**EXERCISE PASSAGE:**
+-------+

Scientific classification
- Kingdom: Plantae
- Clade: Tracheophytes
- Clade: Angiosperms
- Clade: Eudicots
- Clade: Asterids
- Order: Asterales
- Family: Campanulaceae
- Subfamily: Campanuloideae
- Genus: Heterocodon Nutt.
- Species: H. rariflorum
- Binomial name: Heterocodon rariflorum Nutt.
- Synonyms: Specularia rariflora

= Heterocodon =

- Genus: Heterocodon
- Species: rariflorum
- Authority: Nutt.
- Conservation status: G5
- Synonyms: Specularia rariflora
- Parent authority: Nutt.

Genus of flowering plants

Heterocodon is a monotypic genus of plants in the bellflower family containing the single species Heterocodon rariflorum, which is known by the common names rareflower heterocodon and western pearlflower. It is native to western North America from British Columbia to California to Colorado, where it emerges during the spring in wet areas such as meadows. This is an annual herb producing a very thin, erect stem to 30 centimeters in maximum height. It branches few times if at all and is dark green to reddish in color. Leaves are occasional along the stem and are heart-shaped to rounded with a toothed edge. Also at occasions along the stem are the flowers, which emerge from a base of toothed or spiny leaflike sepals a few millimeters long. The corolla of the flower is a cylindrical tube 3 to 5 millimeters long, blue or lavender with darker veining and a lighter throat, and spreading into triangular lobes at the mouth.

+-------+

**RECORD EXCERPTS:**
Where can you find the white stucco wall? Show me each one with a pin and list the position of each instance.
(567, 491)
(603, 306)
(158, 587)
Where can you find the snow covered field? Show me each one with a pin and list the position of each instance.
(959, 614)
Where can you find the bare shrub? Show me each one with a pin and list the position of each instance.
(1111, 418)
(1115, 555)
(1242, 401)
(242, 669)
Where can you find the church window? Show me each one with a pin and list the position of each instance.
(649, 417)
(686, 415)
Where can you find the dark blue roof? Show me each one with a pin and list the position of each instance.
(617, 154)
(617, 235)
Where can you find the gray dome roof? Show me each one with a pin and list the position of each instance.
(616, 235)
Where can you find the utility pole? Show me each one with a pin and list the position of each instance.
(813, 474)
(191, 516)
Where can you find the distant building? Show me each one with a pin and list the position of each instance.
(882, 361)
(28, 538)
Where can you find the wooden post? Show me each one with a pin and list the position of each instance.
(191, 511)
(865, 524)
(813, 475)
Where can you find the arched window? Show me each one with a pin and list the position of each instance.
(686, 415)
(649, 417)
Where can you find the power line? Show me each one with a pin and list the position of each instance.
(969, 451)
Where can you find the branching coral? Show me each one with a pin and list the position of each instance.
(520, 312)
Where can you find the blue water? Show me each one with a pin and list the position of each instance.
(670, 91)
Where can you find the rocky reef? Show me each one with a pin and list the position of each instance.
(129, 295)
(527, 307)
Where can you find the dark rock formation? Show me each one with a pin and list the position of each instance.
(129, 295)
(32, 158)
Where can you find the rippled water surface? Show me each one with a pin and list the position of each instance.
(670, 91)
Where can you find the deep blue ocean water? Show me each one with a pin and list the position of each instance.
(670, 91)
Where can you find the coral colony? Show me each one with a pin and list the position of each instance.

+-------+

**TASK PROMPT:**
In the Heterocodon text, what is the stated length range of the flower's corolla tube?

**OUTPUT OF THE TASK:**
The corolla tube is 3 to 5 millimeters long.